● **INPUT RECORDS**
::::::
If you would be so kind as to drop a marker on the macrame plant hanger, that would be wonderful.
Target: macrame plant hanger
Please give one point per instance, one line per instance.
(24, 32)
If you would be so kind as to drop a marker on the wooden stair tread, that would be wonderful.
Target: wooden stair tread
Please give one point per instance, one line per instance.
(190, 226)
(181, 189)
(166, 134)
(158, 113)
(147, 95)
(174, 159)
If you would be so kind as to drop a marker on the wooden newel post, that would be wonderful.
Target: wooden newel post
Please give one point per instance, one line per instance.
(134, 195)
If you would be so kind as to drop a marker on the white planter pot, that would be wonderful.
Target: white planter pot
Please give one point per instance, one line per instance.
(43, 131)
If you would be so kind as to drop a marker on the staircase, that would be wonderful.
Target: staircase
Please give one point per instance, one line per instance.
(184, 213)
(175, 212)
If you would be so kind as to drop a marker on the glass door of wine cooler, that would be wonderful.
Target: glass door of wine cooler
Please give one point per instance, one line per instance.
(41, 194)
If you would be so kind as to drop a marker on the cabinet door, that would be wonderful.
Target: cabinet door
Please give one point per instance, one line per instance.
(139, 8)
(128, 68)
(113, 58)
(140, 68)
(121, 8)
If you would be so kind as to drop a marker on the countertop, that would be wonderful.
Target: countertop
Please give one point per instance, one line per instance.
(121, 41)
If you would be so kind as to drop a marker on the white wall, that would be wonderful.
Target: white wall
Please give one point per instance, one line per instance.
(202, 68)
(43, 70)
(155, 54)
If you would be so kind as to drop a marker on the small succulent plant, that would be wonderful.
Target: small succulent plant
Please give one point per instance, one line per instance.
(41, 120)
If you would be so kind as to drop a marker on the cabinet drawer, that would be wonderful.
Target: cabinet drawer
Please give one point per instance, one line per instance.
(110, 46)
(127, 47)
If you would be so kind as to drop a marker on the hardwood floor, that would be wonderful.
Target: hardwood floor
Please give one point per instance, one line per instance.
::::::
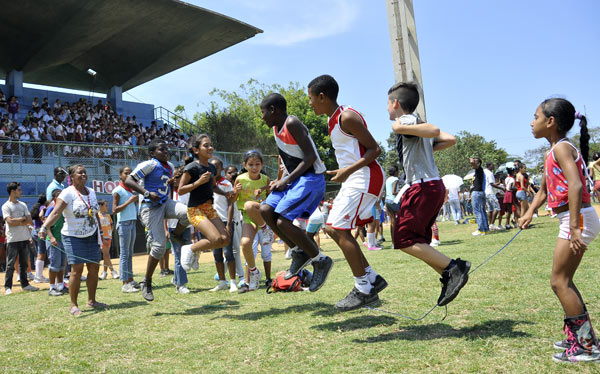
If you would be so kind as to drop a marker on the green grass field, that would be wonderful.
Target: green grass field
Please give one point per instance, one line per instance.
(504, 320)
::::::
● **THE PROBLEM**
Copy each line of the records above that contains the string "cabinet", matching case exactly.

● **COMPLETED TASK**
If you would be so kind as to drop a marker on the cabinet door, that would be wonderful.
Target: cabinet door
If you would be so kind as to drop a marker on the cabinet drawer, that would be wonderful.
Target: cabinet drawer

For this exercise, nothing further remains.